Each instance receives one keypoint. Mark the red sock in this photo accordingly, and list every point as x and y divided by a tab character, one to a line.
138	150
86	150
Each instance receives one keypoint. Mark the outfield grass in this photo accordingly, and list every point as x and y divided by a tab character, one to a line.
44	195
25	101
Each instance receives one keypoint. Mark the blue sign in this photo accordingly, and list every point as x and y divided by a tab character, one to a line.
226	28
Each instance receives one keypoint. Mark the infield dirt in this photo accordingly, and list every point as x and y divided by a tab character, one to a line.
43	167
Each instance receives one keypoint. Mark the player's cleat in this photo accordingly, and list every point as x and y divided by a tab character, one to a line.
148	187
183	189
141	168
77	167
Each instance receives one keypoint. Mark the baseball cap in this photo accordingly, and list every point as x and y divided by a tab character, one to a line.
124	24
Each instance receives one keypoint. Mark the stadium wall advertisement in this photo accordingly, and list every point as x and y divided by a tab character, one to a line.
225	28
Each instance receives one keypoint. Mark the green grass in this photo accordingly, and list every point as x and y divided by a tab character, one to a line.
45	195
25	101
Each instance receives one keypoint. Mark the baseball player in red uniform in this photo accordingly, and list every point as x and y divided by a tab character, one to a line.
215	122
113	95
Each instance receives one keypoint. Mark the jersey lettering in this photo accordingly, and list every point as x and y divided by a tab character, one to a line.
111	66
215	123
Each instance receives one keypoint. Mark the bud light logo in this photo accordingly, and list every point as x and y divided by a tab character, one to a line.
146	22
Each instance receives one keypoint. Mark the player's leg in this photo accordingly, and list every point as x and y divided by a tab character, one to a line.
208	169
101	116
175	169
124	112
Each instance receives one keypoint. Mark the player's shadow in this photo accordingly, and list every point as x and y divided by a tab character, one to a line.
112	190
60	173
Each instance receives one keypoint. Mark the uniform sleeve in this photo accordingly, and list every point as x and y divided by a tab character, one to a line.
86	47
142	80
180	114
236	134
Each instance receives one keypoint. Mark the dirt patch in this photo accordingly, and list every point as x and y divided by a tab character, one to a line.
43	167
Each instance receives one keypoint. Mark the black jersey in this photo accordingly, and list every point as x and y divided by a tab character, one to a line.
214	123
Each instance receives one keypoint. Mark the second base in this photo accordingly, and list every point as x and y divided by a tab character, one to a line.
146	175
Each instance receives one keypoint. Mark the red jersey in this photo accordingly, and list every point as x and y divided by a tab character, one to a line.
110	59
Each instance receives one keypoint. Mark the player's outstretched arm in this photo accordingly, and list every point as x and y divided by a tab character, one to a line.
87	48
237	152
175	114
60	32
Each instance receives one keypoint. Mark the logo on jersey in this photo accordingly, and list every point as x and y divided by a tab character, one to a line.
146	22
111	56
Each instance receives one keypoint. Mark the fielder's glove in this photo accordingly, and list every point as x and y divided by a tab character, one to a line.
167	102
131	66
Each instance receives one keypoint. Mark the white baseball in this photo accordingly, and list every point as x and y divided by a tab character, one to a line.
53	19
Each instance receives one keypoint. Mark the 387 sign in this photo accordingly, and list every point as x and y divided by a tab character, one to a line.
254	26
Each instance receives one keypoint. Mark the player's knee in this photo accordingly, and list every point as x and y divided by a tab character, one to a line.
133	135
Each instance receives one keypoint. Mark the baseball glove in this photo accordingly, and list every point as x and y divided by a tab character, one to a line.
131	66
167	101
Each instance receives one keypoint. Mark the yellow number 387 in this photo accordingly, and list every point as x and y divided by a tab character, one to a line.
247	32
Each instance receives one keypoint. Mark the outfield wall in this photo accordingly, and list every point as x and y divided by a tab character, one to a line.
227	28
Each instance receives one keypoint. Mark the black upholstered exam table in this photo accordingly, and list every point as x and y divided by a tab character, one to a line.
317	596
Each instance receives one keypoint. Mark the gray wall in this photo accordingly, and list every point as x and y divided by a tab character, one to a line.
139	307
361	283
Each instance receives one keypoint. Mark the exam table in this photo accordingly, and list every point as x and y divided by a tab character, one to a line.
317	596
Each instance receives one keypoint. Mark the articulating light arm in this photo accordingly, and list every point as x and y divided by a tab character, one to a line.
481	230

EXERCISE DIRECTIONS — The listing above must be transcribed exactly, line by line.

COMPLETE OUTPUT —
Each instance receives one keypoint. Mark the red sock in this photo accordingly, and list every point as x and y divided by a tab character, one to a line.
138	150
86	150
Each instance receives one keypoint. Mark the outfield grass in this photo accordingly, and list every point as x and y divided by a tab character, one to a line.
44	195
25	101
Each instance receives one keypoint. Mark the blue sign in this photo accordingly, and list every point as x and y divided by a tab character, one to a line.
226	28
Each instance receives one keypoint. Mark the infield dirt in this photo accordingly, and list every point as x and y divided by a tab character, one to a line.
43	167
Each instance receives one keypoint. Mark the player's cleat in this photo accordingly, and list every point as x and y divided by a tab character, one to a line.
148	187
183	189
141	168
77	167
Each instance receives one keypoint. Mark the baseball cap in this photo accordingly, and list every point as x and y divided by a tab character, one to a line.
124	24
Each instance receives one keypoint. Mark the stadium wall advertisement in this photo accordingly, and list every point as x and y divided by a tab character, one to a line.
225	28
Each instance receives one keypoint. Mark the green grass in this photo accordingly, and list every point as x and y divided by a tab character, one to a line.
45	195
25	101
Each instance receives one keypoint. Mark the baseball player in red uniform in this photo accordingly, and list every point as x and y divided by a tab character, one to a line.
215	122
113	95
Each instance receives one keypoint. Mark the jersey lettering in this photo accordingly, and list every point as x and y divided by a tab character, one to a line.
111	66
215	123
Each instance receives one keypoint. Mark the bud light logo in this photo accordingly, and list every point as x and y divided by a tab character, one to a line.
146	22
Each instance receives one keypoint. Mark the player's leg in this photo accordingly, and list every point as x and y divided by a tab character, one to a line.
208	169
101	116
175	169
124	112
Each instance receives one keypoint. Mark the player's shadow in this photo accordingly, and list every point as x and y divided by a tab character, one to a line.
112	190
60	173
Each instance receives one keypoint. Mark the uniform sleeve in this photo accordingly, and list every point as x and y divided by a tab character, one to a line.
86	47
142	80
180	114
236	134
Each instance receives one keypoint. Mark the dirt patch in this photo accordingly, and list every point as x and y divided by a tab character, one to a line.
43	167
Each instance receives one keypoint. Mark the black jersey in this photo accordingly, and list every point as x and y divided by a tab character, one to a line.
214	123
Each instance receives one keypoint. Mark the second base in this photo accordingly, and list every point as x and y divided by a tab character, one to a line.
146	175
Each instance receives one keypoint. Mark the red jersey in this photo accordingly, and list every point as x and y divided by a tab character, one to a line.
110	59
Each instance receives one keypoint. Mark the player's outstretched arm in this photo accordingly, and list every point as x and y divided by a tab character, one to a line.
87	48
237	152
175	114
60	32
Each instance receives one keypoint. Mark the logo on jersey in this photo accordingly, and list every point as x and y divided by a tab character, one to a line.
146	22
111	56
Each instance receives one keypoint. Mark the fielder's glove in this photo accordingly, and list every point as x and y divided by a tab character, one to a line.
167	102
131	66
Each instance receives one keypoint. Mark the white baseball in this photo accordingly, and list every point as x and y divided by a tab character, one to a line.
53	19
Each instance receives one keypoint. Mark the 387 sign in this photo accordingly, and list every point as x and y divided by a tab character, one to a line.
254	26
Each instance receives one keypoint. Mark the player's knee in this photo accordingly, and list every point as x and y divided by a tab character, one to a line.
133	135
Each instance receives one keypoint. Mark the baseball glove in this photo accordingly, and list every point as x and y divided by a tab character, one to a line.
131	66
167	101
Each instance receives one keypoint. Mark the yellow number 387 in this photo accordingly, and list every point as x and y divided by a tab character, one to a line.
247	32
Each instance receives one keypoint. Mark the outfield wall in this photo accordingly, and list every point as x and y divided by a tab character, one to a line.
227	28
Each instance receives one keypoint. Mark the black upholstered exam table in this photo accordingly, and list every point as x and y divided by a tab character, one to a line.
317	596
Each instance receives one keypoint. Mark the gray wall in this photo accordingly, and list every point as x and y divided by a tab character, one to a line.
139	307
361	283
Each instance receives one keypoint. Mark the exam table in this photo accordingly, and list every point as x and y divided by a tab character, one to a line.
317	596
Each instance receives one keypoint. Mark the articulating light arm in this photo accordingly, and list every point as x and y divided by a tab character, one to a line.
481	230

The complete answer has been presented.